▶ [WORK INSTRUCTIONS] Could you reproduce every line from the line with "One point belongs to every instance of the faint" through the end of the entries below, shifting each answer's x and y coordinates up by 6 and leaving every other line, including the other points, unchanged?

▶ [ENTRIES SHOWN]

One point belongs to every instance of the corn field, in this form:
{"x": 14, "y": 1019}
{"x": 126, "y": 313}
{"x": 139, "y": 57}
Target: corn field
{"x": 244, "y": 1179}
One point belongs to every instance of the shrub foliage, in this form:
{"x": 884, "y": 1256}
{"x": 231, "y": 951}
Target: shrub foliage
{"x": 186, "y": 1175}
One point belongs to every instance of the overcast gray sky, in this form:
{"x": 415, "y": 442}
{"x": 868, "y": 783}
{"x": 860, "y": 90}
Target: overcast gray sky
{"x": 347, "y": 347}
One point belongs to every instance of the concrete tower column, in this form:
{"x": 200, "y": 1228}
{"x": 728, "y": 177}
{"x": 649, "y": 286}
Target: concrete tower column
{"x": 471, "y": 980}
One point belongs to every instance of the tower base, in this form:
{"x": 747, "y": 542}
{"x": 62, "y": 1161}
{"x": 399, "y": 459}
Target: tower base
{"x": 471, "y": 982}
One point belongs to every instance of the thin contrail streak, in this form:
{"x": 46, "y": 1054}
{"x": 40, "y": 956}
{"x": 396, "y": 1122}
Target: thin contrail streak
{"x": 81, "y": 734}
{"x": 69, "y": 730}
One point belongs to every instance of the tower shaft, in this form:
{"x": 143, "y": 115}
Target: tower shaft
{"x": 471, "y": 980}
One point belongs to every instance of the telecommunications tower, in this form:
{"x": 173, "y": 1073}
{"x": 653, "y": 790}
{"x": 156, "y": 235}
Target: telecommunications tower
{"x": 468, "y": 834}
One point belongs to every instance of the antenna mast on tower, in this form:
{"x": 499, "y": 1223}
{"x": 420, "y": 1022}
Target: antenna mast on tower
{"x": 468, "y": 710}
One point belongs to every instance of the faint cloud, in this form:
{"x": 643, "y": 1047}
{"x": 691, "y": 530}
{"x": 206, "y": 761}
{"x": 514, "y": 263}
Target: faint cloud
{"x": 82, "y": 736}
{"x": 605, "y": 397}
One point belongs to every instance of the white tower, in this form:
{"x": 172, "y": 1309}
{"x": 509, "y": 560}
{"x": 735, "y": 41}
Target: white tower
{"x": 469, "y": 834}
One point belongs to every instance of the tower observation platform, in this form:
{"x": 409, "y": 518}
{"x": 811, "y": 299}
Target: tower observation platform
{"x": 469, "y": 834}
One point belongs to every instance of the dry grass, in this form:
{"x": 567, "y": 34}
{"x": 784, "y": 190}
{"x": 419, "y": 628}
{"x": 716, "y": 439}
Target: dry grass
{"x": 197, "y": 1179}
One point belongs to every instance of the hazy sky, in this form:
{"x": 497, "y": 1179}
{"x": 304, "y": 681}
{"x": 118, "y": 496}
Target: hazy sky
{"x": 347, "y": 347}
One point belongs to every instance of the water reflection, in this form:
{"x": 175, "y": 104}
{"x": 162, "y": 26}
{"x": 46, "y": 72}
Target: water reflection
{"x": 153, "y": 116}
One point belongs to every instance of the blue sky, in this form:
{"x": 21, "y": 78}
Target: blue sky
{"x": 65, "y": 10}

▶ [REPLY TO THE TASK]
One point belongs to every instance of the faint cloud, in this form:
{"x": 643, "y": 1047}
{"x": 691, "y": 530}
{"x": 206, "y": 761}
{"x": 514, "y": 263}
Target: faint cloud
{"x": 88, "y": 742}
{"x": 611, "y": 403}
One point belongs to every instance of the white tower, in this form:
{"x": 172, "y": 1309}
{"x": 509, "y": 560}
{"x": 735, "y": 41}
Target: white tower
{"x": 475, "y": 840}
One point belongs to every instance of the tower observation platform, in this form:
{"x": 409, "y": 518}
{"x": 811, "y": 299}
Target: tower observation platform
{"x": 475, "y": 840}
One point belongs to every instance of the dry grass, in this form:
{"x": 567, "y": 34}
{"x": 784, "y": 190}
{"x": 419, "y": 628}
{"x": 716, "y": 439}
Target: dry grass
{"x": 203, "y": 1185}
One point belongs to every instance of the hazy sky, in this form:
{"x": 497, "y": 1179}
{"x": 304, "y": 681}
{"x": 118, "y": 496}
Target: hazy sky
{"x": 353, "y": 353}
One point belongs to every instance of the water reflection, in this form:
{"x": 175, "y": 104}
{"x": 162, "y": 26}
{"x": 46, "y": 72}
Target: water reflection
{"x": 159, "y": 122}
One point belongs to every instance of the blue sky, in this form:
{"x": 21, "y": 78}
Target: blue sky
{"x": 71, "y": 16}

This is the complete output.